(Records from a dataset)

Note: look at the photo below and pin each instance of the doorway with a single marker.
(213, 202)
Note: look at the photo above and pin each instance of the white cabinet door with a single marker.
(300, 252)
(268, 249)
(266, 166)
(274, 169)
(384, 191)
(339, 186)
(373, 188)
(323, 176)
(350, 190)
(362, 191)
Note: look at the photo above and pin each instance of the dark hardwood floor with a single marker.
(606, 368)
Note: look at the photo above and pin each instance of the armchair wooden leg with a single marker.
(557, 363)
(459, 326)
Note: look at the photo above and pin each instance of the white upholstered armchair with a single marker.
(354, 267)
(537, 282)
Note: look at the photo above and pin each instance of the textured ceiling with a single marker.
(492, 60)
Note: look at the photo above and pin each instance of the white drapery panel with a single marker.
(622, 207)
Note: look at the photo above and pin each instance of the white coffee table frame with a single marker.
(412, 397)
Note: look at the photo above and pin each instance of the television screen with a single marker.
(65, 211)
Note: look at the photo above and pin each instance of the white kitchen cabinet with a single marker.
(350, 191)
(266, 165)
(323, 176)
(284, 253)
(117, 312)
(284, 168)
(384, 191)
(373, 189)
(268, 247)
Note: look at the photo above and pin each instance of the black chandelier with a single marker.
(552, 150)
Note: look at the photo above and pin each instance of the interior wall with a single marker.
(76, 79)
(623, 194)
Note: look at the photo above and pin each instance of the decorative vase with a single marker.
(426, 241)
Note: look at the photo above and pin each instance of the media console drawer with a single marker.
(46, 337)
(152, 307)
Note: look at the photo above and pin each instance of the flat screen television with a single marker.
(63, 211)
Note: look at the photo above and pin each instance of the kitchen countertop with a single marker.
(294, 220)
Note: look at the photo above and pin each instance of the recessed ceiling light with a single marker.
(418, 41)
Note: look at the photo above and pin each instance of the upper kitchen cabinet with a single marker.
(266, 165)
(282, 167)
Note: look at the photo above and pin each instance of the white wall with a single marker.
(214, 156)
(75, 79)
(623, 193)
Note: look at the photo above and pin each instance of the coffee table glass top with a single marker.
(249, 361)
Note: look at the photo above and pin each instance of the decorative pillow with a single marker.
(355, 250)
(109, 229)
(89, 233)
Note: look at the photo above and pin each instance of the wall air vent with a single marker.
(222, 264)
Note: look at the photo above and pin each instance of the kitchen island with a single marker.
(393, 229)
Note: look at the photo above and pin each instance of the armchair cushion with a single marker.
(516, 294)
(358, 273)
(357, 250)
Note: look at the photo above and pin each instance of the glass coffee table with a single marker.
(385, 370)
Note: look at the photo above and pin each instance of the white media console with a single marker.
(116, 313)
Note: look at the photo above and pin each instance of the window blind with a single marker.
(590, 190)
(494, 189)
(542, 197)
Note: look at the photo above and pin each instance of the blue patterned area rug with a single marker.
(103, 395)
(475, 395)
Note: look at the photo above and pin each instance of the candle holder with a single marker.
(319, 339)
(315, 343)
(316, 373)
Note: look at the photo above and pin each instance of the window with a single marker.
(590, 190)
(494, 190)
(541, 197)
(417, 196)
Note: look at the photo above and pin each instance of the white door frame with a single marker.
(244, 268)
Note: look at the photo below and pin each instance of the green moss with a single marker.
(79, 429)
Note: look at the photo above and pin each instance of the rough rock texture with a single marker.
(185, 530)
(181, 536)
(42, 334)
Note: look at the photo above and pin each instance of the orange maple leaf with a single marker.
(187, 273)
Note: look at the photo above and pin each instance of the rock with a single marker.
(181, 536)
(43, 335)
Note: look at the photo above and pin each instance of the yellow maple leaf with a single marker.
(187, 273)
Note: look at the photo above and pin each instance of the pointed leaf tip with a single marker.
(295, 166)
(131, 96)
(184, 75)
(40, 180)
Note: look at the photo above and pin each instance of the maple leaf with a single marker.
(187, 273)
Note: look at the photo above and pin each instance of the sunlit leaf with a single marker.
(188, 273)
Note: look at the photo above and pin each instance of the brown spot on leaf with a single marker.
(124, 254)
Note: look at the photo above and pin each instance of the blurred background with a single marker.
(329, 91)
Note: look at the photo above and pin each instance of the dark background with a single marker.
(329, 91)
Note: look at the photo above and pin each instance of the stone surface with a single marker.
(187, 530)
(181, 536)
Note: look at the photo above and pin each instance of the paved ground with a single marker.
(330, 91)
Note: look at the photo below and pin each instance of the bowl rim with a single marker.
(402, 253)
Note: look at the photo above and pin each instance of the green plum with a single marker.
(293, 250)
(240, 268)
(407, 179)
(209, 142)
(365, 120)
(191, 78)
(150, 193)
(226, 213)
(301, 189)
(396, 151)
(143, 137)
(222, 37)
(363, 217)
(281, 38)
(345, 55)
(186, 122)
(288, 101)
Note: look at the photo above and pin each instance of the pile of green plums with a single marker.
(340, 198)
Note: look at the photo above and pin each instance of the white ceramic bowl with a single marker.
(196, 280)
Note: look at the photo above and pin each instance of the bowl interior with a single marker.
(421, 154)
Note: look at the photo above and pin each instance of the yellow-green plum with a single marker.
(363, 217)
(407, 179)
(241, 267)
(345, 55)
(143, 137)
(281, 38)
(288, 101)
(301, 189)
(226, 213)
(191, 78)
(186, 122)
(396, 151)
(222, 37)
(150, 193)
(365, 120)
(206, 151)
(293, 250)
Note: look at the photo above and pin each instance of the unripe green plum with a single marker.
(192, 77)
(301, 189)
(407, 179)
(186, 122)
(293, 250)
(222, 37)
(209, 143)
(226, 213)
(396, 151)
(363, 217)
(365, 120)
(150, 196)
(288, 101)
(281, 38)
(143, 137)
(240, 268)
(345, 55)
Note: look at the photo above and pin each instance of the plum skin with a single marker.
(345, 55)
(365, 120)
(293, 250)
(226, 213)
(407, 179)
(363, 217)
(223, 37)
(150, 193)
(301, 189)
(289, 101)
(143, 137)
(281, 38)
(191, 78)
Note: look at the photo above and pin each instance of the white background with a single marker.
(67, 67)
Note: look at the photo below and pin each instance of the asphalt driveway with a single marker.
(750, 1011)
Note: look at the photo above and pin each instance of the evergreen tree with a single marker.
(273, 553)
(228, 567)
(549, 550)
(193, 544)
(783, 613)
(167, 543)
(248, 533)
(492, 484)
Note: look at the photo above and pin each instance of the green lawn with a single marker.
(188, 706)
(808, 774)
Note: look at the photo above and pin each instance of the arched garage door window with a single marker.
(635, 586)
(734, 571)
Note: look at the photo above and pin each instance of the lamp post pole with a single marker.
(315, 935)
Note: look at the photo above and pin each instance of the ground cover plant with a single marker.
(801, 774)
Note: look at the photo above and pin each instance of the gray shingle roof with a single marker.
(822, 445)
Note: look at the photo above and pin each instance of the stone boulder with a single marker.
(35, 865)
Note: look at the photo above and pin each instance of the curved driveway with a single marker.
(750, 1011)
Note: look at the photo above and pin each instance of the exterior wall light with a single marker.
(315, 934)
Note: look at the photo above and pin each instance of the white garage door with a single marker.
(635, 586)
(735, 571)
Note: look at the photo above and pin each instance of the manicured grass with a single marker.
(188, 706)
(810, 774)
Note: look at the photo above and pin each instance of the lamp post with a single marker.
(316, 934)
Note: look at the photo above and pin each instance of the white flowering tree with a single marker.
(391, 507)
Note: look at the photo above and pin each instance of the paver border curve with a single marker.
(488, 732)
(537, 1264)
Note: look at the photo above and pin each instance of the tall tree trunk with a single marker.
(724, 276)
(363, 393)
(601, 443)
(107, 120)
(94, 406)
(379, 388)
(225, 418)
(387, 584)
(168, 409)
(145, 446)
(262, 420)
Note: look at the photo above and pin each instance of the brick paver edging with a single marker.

▶ **What is being asked**
Please rewrite all of the data above as a Markdown table with two columns, Row and Line. Put each line's number in Row and the line itself in Line, and skip any blank lines.

▶ **Written response**
| Row | Line |
|---|---|
| 1 | Note: look at the photo below and pin each instance of the doorway with a single marker. |
| 2 | (213, 202) |
| 3 | Note: look at the photo above and pin each instance of the white cabinet door with a single marker. |
| 4 | (300, 252) |
| 5 | (268, 249) |
| 6 | (266, 166) |
| 7 | (274, 169) |
| 8 | (384, 191) |
| 9 | (339, 186) |
| 10 | (373, 188) |
| 11 | (323, 176) |
| 12 | (350, 190) |
| 13 | (362, 191) |
| 14 | Note: look at the photo above and pin each instance of the dark hardwood floor with a single marker. |
| 15 | (606, 368) |
| 16 | Note: look at the photo above and pin each instance of the armchair wooden leg with a single marker. |
| 17 | (557, 363) |
| 18 | (459, 326) |
| 19 | Note: look at the photo above and pin each instance of the white upholstered armchair with a single marker. |
| 20 | (354, 267) |
| 21 | (537, 282) |
| 22 | Note: look at the photo above and pin each instance of the textured ceiling with a single marker. |
| 23 | (492, 60) |
| 24 | Note: look at the photo above and pin each instance of the white drapery panel with a single marker. |
| 25 | (622, 207) |
| 26 | Note: look at the photo above and pin each instance of the white coffee table frame with a single marker. |
| 27 | (412, 397) |
| 28 | Note: look at the photo above and pin each instance of the television screen with a single marker. |
| 29 | (65, 211) |
| 30 | Note: look at the photo above and pin each instance of the white kitchen cabinet with a single marker. |
| 31 | (350, 191) |
| 32 | (266, 165) |
| 33 | (323, 176) |
| 34 | (284, 253) |
| 35 | (117, 312) |
| 36 | (284, 168) |
| 37 | (384, 191) |
| 38 | (373, 189) |
| 39 | (268, 247) |
| 40 | Note: look at the photo above and pin each instance of the black chandelier with a single marker. |
| 41 | (552, 150) |
| 42 | Note: look at the photo above and pin each instance of the interior wall with a single marker. |
| 43 | (76, 79) |
| 44 | (623, 194) |
| 45 | Note: look at the photo above and pin each instance of the decorative vase with a single marker. |
| 46 | (426, 241) |
| 47 | Note: look at the photo above and pin each instance of the media console drawer with a single marker. |
| 48 | (46, 337) |
| 49 | (152, 307) |
| 50 | Note: look at the photo above and pin each instance of the flat screen television with a single marker. |
| 51 | (63, 211) |
| 52 | Note: look at the photo above and pin each instance of the kitchen countertop with a single marker. |
| 53 | (294, 220) |
| 54 | Note: look at the photo above and pin each instance of the recessed ceiling light with a single marker. |
| 55 | (418, 41) |
| 56 | Note: look at the photo above and pin each instance of the upper kitchen cabinet with a single marker. |
| 57 | (266, 165) |
| 58 | (282, 167) |
| 59 | Note: look at the photo above and pin each instance of the white wall with a single marker. |
| 60 | (214, 156) |
| 61 | (75, 79) |
| 62 | (623, 193) |
| 63 | Note: look at the photo above and pin each instance of the coffee table glass top with a single marker. |
| 64 | (249, 361) |
| 65 | Note: look at the photo above and pin each instance of the decorative pillow with a single marker. |
| 66 | (355, 250) |
| 67 | (109, 229) |
| 68 | (89, 233) |
| 69 | Note: look at the photo above and pin each instance of the wall air vent with a single marker. |
| 70 | (222, 264) |
| 71 | Note: look at the photo above and pin each instance of the kitchen island with a single marker. |
| 72 | (393, 229) |
| 73 | Note: look at the photo above and pin each instance of the armchair cushion with a single marker. |
| 74 | (516, 294) |
| 75 | (358, 273) |
| 76 | (357, 250) |
| 77 | Note: look at the photo above and pin each instance of the glass coffee table with a single marker. |
| 78 | (385, 370) |
| 79 | Note: look at the photo above and pin each instance of the white media console with a single marker. |
| 80 | (116, 313) |
| 81 | Note: look at the photo above and pin each instance of the window blind with a single marker. |
| 82 | (590, 190) |
| 83 | (494, 189) |
| 84 | (542, 197) |
| 85 | Note: look at the photo above and pin each instance of the blue patterned area rug with a single marker. |
| 86 | (103, 395) |
| 87 | (475, 395) |
| 88 | Note: look at the photo above and pin each instance of the candle holder with a single marker. |
| 89 | (319, 339) |
| 90 | (315, 343) |
| 91 | (316, 373) |
| 92 | Note: look at the photo above and pin each instance of the window with a single marker. |
| 93 | (590, 190) |
| 94 | (494, 190) |
| 95 | (541, 197) |
| 96 | (417, 196) |
| 97 | Note: look at the photo above and pin each instance of the white door frame with a single marker. |
| 98 | (244, 268) |
| 99 | Note: look at the photo below and pin each instance of the green moss with a single marker. |
| 100 | (79, 429) |
| 101 | Note: look at the photo above and pin each instance of the rough rock texture with a single marker. |
| 102 | (185, 530) |
| 103 | (181, 536) |
| 104 | (42, 334) |
| 105 | Note: look at the photo above and pin each instance of the orange maple leaf with a single marker. |
| 106 | (187, 273) |
| 107 | Note: look at the photo above and pin each instance of the rock with a single marker. |
| 108 | (181, 536) |
| 109 | (43, 335) |
| 110 | Note: look at the photo above and pin each instance of the yellow maple leaf with a single marker. |
| 111 | (187, 273) |
| 112 | Note: look at the photo above and pin each instance of the pointed leaf tip with a single marker. |
| 113 | (295, 166) |
| 114 | (131, 96) |
| 115 | (184, 75) |
| 116 | (40, 180) |
| 117 | Note: look at the photo above and pin each instance of the maple leaf with a single marker. |
| 118 | (187, 273) |
| 119 | Note: look at the photo above and pin each instance of the sunlit leaf with a single marker. |
| 120 | (188, 273) |
| 121 | Note: look at the photo above and pin each instance of the brown spot on leaf with a single marker. |
| 122 | (124, 254) |
| 123 | Note: look at the photo above and pin each instance of the blurred background with a single marker. |
| 124 | (329, 91) |
| 125 | Note: look at the photo above and pin each instance of the dark background with a single marker. |
| 126 | (329, 91) |
| 127 | Note: look at the photo above and pin each instance of the stone surface with a single marker. |
| 128 | (187, 530) |
| 129 | (181, 536) |
| 130 | Note: look at the photo above and pin each instance of the paved ground with a single marker. |
| 131 | (330, 91) |
| 132 | Note: look at the photo below and pin each instance of the bowl rim with a single marker. |
| 133 | (402, 253) |
| 134 | Note: look at the photo above and pin each instance of the green plum with a single marker. |
| 135 | (293, 250) |
| 136 | (240, 268) |
| 137 | (407, 179) |
| 138 | (209, 142) |
| 139 | (365, 120) |
| 140 | (191, 78) |
| 141 | (150, 193) |
| 142 | (226, 213) |
| 143 | (301, 189) |
| 144 | (396, 151) |
| 145 | (143, 137) |
| 146 | (222, 37) |
| 147 | (363, 217) |
| 148 | (281, 38) |
| 149 | (345, 55) |
| 150 | (186, 122) |
| 151 | (288, 101) |
| 152 | Note: look at the photo above and pin each instance of the pile of green plums with a single marker. |
| 153 | (340, 198) |
| 154 | Note: look at the photo above and pin each instance of the white ceramic bowl with a single marker. |
| 155 | (196, 280) |
| 156 | Note: look at the photo above and pin each instance of the bowl interior with a single marker. |
| 157 | (421, 154) |
| 158 | Note: look at the photo above and pin each instance of the yellow-green plum with a single marker. |
| 159 | (363, 217) |
| 160 | (407, 179) |
| 161 | (241, 267) |
| 162 | (345, 55) |
| 163 | (143, 137) |
| 164 | (281, 38) |
| 165 | (288, 101) |
| 166 | (301, 189) |
| 167 | (226, 213) |
| 168 | (191, 78) |
| 169 | (186, 122) |
| 170 | (396, 151) |
| 171 | (222, 37) |
| 172 | (150, 193) |
| 173 | (365, 120) |
| 174 | (206, 151) |
| 175 | (293, 250) |
| 176 | Note: look at the photo above and pin each instance of the unripe green plum with a single marker. |
| 177 | (192, 77) |
| 178 | (301, 189) |
| 179 | (407, 179) |
| 180 | (186, 122) |
| 181 | (293, 250) |
| 182 | (222, 37) |
| 183 | (209, 143) |
| 184 | (226, 213) |
| 185 | (396, 151) |
| 186 | (363, 217) |
| 187 | (365, 120) |
| 188 | (150, 196) |
| 189 | (288, 101) |
| 190 | (281, 38) |
| 191 | (143, 137) |
| 192 | (240, 268) |
| 193 | (345, 55) |
| 194 | Note: look at the photo above and pin each instance of the plum skin with a single marker. |
| 195 | (345, 55) |
| 196 | (365, 120) |
| 197 | (293, 250) |
| 198 | (226, 213) |
| 199 | (407, 179) |
| 200 | (363, 217) |
| 201 | (223, 37) |
| 202 | (150, 193) |
| 203 | (301, 189) |
| 204 | (289, 101) |
| 205 | (143, 137) |
| 206 | (281, 38) |
| 207 | (191, 78) |
| 208 | Note: look at the photo above and pin each instance of the white background with a single marker. |
| 209 | (67, 67) |
| 210 | Note: look at the photo below and pin each instance of the asphalt driveway with a single marker. |
| 211 | (750, 1011) |
| 212 | Note: look at the photo above and pin each instance of the evergreen tree with a single marker. |
| 213 | (273, 553) |
| 214 | (228, 567) |
| 215 | (549, 550) |
| 216 | (193, 544) |
| 217 | (783, 613) |
| 218 | (167, 543) |
| 219 | (248, 533) |
| 220 | (492, 484) |
| 221 | Note: look at the photo above and pin each instance of the green lawn with a single marker. |
| 222 | (188, 706) |
| 223 | (808, 774) |
| 224 | Note: look at the photo above and pin each instance of the arched garage door window with a single marker. |
| 225 | (635, 586) |
| 226 | (734, 571) |
| 227 | Note: look at the photo above and pin each instance of the lamp post pole with a single marker. |
| 228 | (315, 935) |
| 229 | Note: look at the photo above and pin each instance of the ground cover plant with a single marker. |
| 230 | (801, 774) |
| 231 | Note: look at the photo above and pin each instance of the gray shingle roof with a single marker. |
| 232 | (822, 445) |
| 233 | Note: look at the photo above and pin each instance of the stone boulder with a single marker. |
| 234 | (35, 865) |
| 235 | Note: look at the photo above and pin each instance of the curved driveway with a single marker. |
| 236 | (750, 1011) |
| 237 | Note: look at the photo above and pin each instance of the exterior wall light with a single marker. |
| 238 | (315, 934) |
| 239 | Note: look at the photo above and pin each instance of the white garage door with a single marker. |
| 240 | (635, 586) |
| 241 | (735, 571) |
| 242 | Note: look at the photo above and pin each instance of the manicured grass with a single marker. |
| 243 | (188, 706) |
| 244 | (810, 774) |
| 245 | Note: look at the photo above and pin each instance of the lamp post with a single marker. |
| 246 | (316, 934) |
| 247 | Note: look at the photo above and pin each instance of the white flowering tree with a single marker. |
| 248 | (391, 507) |
| 249 | Note: look at the photo above and pin each instance of the paver border curve with a single marker. |
| 250 | (488, 732) |
| 251 | (537, 1264) |
| 252 | Note: look at the photo above and pin each instance of the tall tree trunk with a single marker. |
| 253 | (724, 276) |
| 254 | (363, 393) |
| 255 | (601, 443) |
| 256 | (107, 120) |
| 257 | (94, 406) |
| 258 | (379, 388) |
| 259 | (225, 418) |
| 260 | (387, 584) |
| 261 | (168, 409) |
| 262 | (145, 446) |
| 263 | (262, 420) |
| 264 | Note: look at the photo above and pin each instance of the brick paver edging with a single marker. |